▶ Task to carry out:
Two lines mark the range in the entries below: the one holding "of the ocotillo" and the one holding "the desert shrub". Set down those two and all lines between them, exactly.

(Source records)
== Segment start ==

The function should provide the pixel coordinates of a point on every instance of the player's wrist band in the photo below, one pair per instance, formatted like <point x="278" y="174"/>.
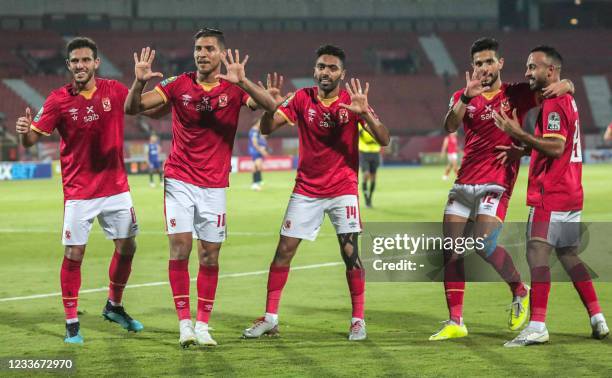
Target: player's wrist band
<point x="465" y="99"/>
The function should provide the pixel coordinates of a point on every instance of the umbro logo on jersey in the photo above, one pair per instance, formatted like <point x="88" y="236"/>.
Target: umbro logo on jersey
<point x="222" y="100"/>
<point x="554" y="122"/>
<point x="74" y="113"/>
<point x="106" y="104"/>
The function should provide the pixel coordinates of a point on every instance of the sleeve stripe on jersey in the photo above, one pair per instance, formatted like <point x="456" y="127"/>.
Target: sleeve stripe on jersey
<point x="559" y="136"/>
<point x="161" y="93"/>
<point x="39" y="130"/>
<point x="286" y="117"/>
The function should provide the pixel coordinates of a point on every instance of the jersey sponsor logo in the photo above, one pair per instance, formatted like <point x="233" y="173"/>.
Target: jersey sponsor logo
<point x="222" y="100"/>
<point x="74" y="113"/>
<point x="39" y="114"/>
<point x="186" y="99"/>
<point x="106" y="104"/>
<point x="168" y="81"/>
<point x="91" y="115"/>
<point x="204" y="105"/>
<point x="311" y="114"/>
<point x="554" y="122"/>
<point x="327" y="122"/>
<point x="343" y="116"/>
<point x="505" y="105"/>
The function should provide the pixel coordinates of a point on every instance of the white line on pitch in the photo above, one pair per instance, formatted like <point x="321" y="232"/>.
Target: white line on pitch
<point x="160" y="283"/>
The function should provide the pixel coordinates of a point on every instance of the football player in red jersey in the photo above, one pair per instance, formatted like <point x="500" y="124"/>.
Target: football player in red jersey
<point x="327" y="119"/>
<point x="450" y="148"/>
<point x="554" y="195"/>
<point x="478" y="201"/>
<point x="205" y="108"/>
<point x="88" y="114"/>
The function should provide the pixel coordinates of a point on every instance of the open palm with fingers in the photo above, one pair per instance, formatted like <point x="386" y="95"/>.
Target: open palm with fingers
<point x="359" y="97"/>
<point x="142" y="65"/>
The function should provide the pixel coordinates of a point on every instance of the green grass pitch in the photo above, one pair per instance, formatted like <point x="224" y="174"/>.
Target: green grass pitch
<point x="315" y="308"/>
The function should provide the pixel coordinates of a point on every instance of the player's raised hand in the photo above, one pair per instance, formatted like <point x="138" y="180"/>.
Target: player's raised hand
<point x="23" y="123"/>
<point x="473" y="84"/>
<point x="359" y="97"/>
<point x="235" y="69"/>
<point x="509" y="125"/>
<point x="142" y="65"/>
<point x="510" y="153"/>
<point x="557" y="89"/>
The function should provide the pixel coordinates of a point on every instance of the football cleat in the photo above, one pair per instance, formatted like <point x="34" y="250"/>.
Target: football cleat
<point x="519" y="311"/>
<point x="450" y="330"/>
<point x="600" y="330"/>
<point x="261" y="327"/>
<point x="73" y="334"/>
<point x="357" y="331"/>
<point x="528" y="336"/>
<point x="203" y="336"/>
<point x="187" y="334"/>
<point x="118" y="315"/>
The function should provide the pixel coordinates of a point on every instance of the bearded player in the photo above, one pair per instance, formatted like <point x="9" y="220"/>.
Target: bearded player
<point x="554" y="195"/>
<point x="327" y="119"/>
<point x="478" y="201"/>
<point x="88" y="114"/>
<point x="205" y="108"/>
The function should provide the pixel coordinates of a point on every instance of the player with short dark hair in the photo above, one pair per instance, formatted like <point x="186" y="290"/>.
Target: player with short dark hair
<point x="554" y="195"/>
<point x="450" y="148"/>
<point x="88" y="114"/>
<point x="326" y="117"/>
<point x="478" y="201"/>
<point x="205" y="110"/>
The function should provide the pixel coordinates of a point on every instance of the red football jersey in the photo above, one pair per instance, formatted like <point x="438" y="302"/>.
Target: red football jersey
<point x="204" y="124"/>
<point x="555" y="184"/>
<point x="329" y="140"/>
<point x="451" y="147"/>
<point x="91" y="128"/>
<point x="481" y="135"/>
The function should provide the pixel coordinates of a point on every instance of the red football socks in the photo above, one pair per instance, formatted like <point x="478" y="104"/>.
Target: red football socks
<point x="70" y="279"/>
<point x="503" y="264"/>
<point x="454" y="287"/>
<point x="277" y="278"/>
<point x="540" y="288"/>
<point x="584" y="286"/>
<point x="118" y="273"/>
<point x="356" y="282"/>
<point x="178" y="272"/>
<point x="207" y="287"/>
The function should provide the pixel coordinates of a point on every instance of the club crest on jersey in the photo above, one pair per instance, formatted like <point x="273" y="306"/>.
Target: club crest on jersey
<point x="168" y="81"/>
<point x="222" y="100"/>
<point x="106" y="104"/>
<point x="554" y="122"/>
<point x="327" y="122"/>
<point x="311" y="115"/>
<point x="186" y="99"/>
<point x="343" y="116"/>
<point x="39" y="114"/>
<point x="74" y="114"/>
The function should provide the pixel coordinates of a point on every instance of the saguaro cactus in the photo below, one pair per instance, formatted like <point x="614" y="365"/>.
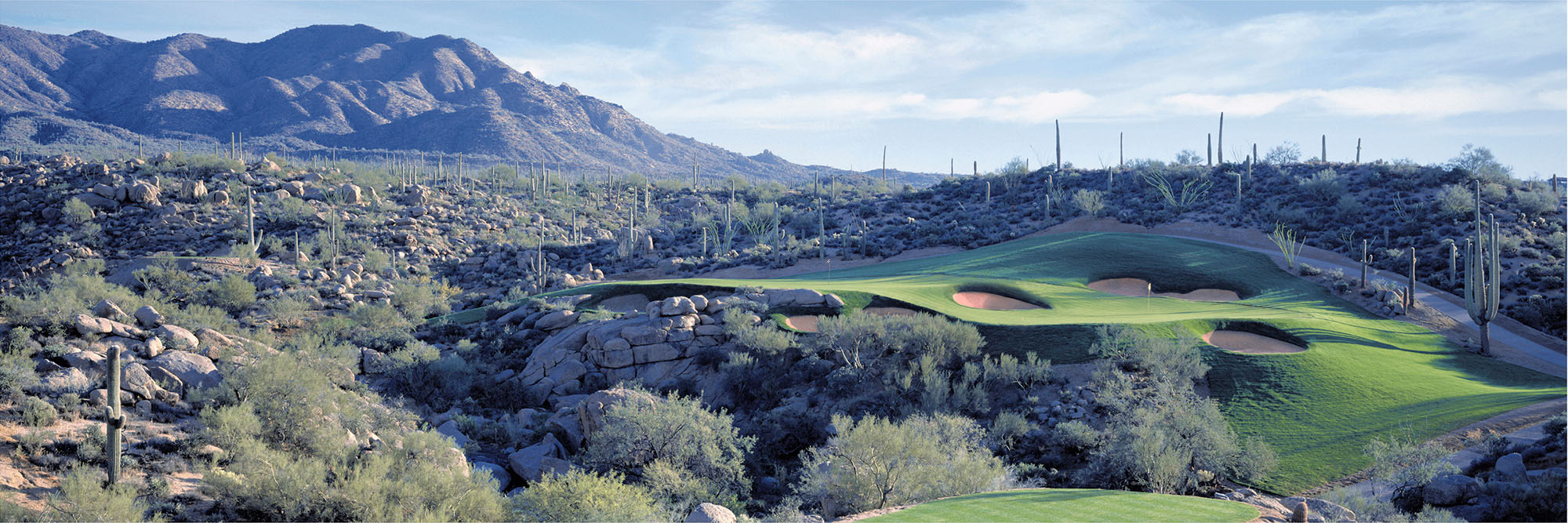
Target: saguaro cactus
<point x="1410" y="289"/>
<point x="114" y="419"/>
<point x="1483" y="276"/>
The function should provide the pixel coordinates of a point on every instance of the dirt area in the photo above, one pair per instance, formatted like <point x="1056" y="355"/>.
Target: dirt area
<point x="989" y="301"/>
<point x="625" y="303"/>
<point x="1139" y="289"/>
<point x="1249" y="343"/>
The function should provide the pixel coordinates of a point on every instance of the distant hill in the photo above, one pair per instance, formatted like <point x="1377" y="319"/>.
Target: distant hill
<point x="335" y="86"/>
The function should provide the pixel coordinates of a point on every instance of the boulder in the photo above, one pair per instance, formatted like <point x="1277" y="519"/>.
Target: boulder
<point x="539" y="459"/>
<point x="176" y="337"/>
<point x="148" y="317"/>
<point x="90" y="326"/>
<point x="107" y="309"/>
<point x="1512" y="466"/>
<point x="454" y="433"/>
<point x="499" y="474"/>
<point x="590" y="414"/>
<point x="1323" y="508"/>
<point x="1450" y="491"/>
<point x="349" y="193"/>
<point x="194" y="370"/>
<point x="710" y="513"/>
<point x="556" y="320"/>
<point x="65" y="381"/>
<point x="142" y="193"/>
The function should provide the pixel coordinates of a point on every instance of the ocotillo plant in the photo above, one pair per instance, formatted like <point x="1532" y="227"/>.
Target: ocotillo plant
<point x="1483" y="276"/>
<point x="1363" y="263"/>
<point x="114" y="419"/>
<point x="1410" y="287"/>
<point x="1454" y="256"/>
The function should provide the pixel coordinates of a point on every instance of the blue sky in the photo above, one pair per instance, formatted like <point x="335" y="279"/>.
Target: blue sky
<point x="833" y="82"/>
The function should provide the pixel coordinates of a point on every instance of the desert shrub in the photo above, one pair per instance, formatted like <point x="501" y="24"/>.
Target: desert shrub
<point x="233" y="293"/>
<point x="1537" y="202"/>
<point x="1089" y="202"/>
<point x="1483" y="165"/>
<point x="78" y="213"/>
<point x="16" y="375"/>
<point x="879" y="463"/>
<point x="683" y="453"/>
<point x="1324" y="185"/>
<point x="862" y="340"/>
<point x="1283" y="154"/>
<point x="1406" y="466"/>
<point x="84" y="497"/>
<point x="38" y="412"/>
<point x="288" y="423"/>
<point x="586" y="497"/>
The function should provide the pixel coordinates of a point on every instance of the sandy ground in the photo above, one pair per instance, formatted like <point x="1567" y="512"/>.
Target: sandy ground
<point x="1249" y="343"/>
<point x="1139" y="289"/>
<point x="989" y="301"/>
<point x="625" y="303"/>
<point x="808" y="323"/>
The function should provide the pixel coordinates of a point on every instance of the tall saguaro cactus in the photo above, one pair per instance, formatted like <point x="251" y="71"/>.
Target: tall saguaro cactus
<point x="1483" y="276"/>
<point x="114" y="419"/>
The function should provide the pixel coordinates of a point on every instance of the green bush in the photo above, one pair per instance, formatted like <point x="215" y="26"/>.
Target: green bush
<point x="233" y="293"/>
<point x="879" y="463"/>
<point x="85" y="499"/>
<point x="586" y="497"/>
<point x="684" y="453"/>
<point x="38" y="412"/>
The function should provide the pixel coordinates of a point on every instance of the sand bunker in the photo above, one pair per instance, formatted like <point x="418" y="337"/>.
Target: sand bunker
<point x="625" y="303"/>
<point x="1139" y="289"/>
<point x="1249" y="343"/>
<point x="976" y="300"/>
<point x="805" y="323"/>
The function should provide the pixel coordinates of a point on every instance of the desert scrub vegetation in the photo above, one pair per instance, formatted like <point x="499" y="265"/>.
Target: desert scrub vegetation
<point x="300" y="445"/>
<point x="877" y="463"/>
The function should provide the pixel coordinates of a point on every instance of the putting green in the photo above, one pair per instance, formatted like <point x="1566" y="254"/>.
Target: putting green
<point x="1360" y="378"/>
<point x="1073" y="505"/>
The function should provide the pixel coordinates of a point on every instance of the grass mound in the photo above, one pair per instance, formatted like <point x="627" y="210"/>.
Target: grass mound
<point x="1073" y="505"/>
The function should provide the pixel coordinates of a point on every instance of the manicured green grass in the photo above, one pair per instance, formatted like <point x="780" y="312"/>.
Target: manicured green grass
<point x="1073" y="505"/>
<point x="1360" y="378"/>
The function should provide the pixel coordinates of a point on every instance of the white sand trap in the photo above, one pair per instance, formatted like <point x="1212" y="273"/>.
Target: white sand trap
<point x="1139" y="289"/>
<point x="1249" y="343"/>
<point x="976" y="300"/>
<point x="625" y="303"/>
<point x="804" y="323"/>
<point x="888" y="312"/>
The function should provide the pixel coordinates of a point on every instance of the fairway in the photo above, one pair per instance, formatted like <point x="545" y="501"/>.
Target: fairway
<point x="1073" y="505"/>
<point x="1362" y="376"/>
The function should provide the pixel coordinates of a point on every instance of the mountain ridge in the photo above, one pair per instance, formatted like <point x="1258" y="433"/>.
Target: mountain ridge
<point x="336" y="86"/>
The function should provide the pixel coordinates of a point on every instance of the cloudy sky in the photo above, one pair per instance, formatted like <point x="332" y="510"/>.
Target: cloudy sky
<point x="833" y="82"/>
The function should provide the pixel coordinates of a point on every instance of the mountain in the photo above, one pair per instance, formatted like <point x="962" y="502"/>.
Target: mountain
<point x="333" y="86"/>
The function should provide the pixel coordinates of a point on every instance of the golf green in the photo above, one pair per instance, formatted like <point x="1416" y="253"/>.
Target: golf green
<point x="1073" y="505"/>
<point x="1360" y="378"/>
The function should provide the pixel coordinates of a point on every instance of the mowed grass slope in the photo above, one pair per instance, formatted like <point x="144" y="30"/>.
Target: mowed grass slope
<point x="1073" y="505"/>
<point x="1362" y="376"/>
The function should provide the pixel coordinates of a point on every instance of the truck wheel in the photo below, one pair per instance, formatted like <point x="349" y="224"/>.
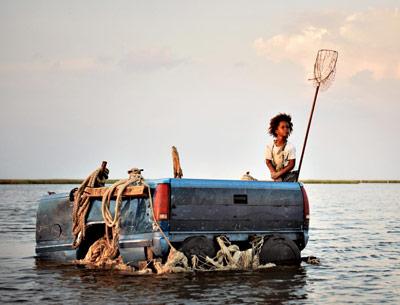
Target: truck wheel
<point x="280" y="251"/>
<point x="200" y="246"/>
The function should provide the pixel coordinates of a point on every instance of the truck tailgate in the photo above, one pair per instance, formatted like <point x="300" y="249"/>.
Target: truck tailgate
<point x="234" y="205"/>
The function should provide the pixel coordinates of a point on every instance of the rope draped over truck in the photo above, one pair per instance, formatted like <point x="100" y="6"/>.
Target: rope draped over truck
<point x="104" y="252"/>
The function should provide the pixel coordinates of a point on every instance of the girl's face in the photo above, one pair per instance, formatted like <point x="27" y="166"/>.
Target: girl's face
<point x="283" y="129"/>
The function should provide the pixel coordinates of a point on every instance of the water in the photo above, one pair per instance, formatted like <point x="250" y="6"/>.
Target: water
<point x="355" y="231"/>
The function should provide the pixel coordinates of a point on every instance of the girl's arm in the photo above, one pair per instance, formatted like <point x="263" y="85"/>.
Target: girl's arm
<point x="284" y="170"/>
<point x="270" y="167"/>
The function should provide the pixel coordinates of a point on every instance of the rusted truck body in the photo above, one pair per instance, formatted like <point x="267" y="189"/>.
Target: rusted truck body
<point x="184" y="208"/>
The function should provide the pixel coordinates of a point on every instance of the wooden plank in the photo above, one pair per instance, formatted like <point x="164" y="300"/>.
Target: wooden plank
<point x="130" y="191"/>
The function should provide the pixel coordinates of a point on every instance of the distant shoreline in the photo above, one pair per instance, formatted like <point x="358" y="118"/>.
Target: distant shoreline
<point x="79" y="181"/>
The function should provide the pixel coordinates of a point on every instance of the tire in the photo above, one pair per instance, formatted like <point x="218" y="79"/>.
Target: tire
<point x="280" y="251"/>
<point x="200" y="246"/>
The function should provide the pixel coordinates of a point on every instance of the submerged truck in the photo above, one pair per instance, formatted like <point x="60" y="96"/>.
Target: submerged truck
<point x="191" y="213"/>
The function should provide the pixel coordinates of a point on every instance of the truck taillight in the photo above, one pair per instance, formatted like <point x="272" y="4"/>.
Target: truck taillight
<point x="161" y="202"/>
<point x="306" y="206"/>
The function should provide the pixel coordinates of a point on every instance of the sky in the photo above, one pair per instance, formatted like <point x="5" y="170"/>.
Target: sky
<point x="123" y="81"/>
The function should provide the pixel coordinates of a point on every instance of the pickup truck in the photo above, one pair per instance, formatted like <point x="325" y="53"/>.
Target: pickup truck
<point x="191" y="212"/>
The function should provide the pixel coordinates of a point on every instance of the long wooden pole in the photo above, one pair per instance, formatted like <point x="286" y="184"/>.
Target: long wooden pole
<point x="308" y="130"/>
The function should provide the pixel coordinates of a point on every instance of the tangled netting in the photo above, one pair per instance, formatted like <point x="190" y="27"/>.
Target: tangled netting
<point x="325" y="68"/>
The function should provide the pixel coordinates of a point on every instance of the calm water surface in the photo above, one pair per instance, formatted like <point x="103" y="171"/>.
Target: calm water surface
<point x="355" y="231"/>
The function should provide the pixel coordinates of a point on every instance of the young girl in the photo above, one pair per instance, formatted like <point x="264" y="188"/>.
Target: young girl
<point x="280" y="155"/>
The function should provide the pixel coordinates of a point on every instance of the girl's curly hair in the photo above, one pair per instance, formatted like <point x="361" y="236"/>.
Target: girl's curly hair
<point x="274" y="123"/>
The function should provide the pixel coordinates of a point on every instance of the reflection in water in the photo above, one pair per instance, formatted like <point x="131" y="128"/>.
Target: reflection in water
<point x="355" y="231"/>
<point x="277" y="285"/>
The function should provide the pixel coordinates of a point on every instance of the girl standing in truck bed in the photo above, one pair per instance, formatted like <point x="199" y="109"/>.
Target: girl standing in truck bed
<point x="280" y="155"/>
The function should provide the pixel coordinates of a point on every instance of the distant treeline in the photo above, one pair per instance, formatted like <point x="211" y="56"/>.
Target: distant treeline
<point x="79" y="181"/>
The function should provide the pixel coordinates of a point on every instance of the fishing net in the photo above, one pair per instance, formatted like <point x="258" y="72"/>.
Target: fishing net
<point x="325" y="68"/>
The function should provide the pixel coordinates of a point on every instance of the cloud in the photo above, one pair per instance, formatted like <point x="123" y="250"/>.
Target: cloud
<point x="148" y="60"/>
<point x="366" y="41"/>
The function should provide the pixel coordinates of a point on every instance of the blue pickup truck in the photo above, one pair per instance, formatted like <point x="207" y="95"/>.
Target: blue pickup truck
<point x="191" y="212"/>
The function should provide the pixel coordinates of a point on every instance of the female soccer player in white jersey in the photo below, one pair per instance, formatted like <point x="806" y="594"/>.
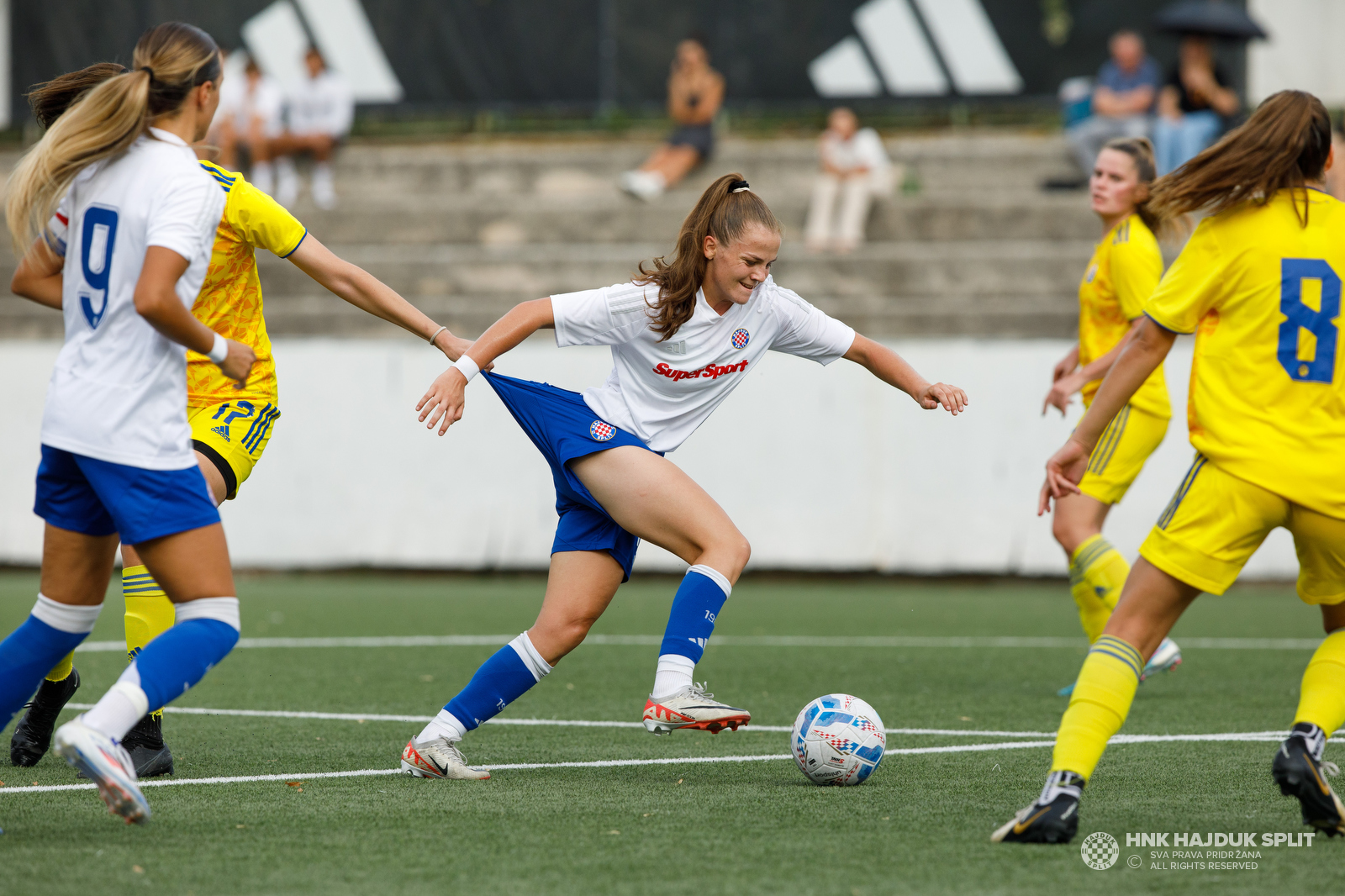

== Segment end ==

▶ Exercise response:
The function should provide the pixel coordinates of a point on every instance of the ocotillo plant in the photo above, one pair per instance, formatted like <point x="1532" y="227"/>.
Target: ocotillo plant
<point x="1483" y="276"/>
<point x="1363" y="263"/>
<point x="114" y="419"/>
<point x="1410" y="287"/>
<point x="1454" y="256"/>
The function should provide the pixel coordinates of a point on every instance of the blue sky in the photo above, one pair per instance, formatted like <point x="335" y="279"/>.
Target: blue sky
<point x="833" y="82"/>
The function should provide the pixel coordinates of a point on every instance of the desert shrub in the photo above, one pair per instance, formatted like <point x="501" y="24"/>.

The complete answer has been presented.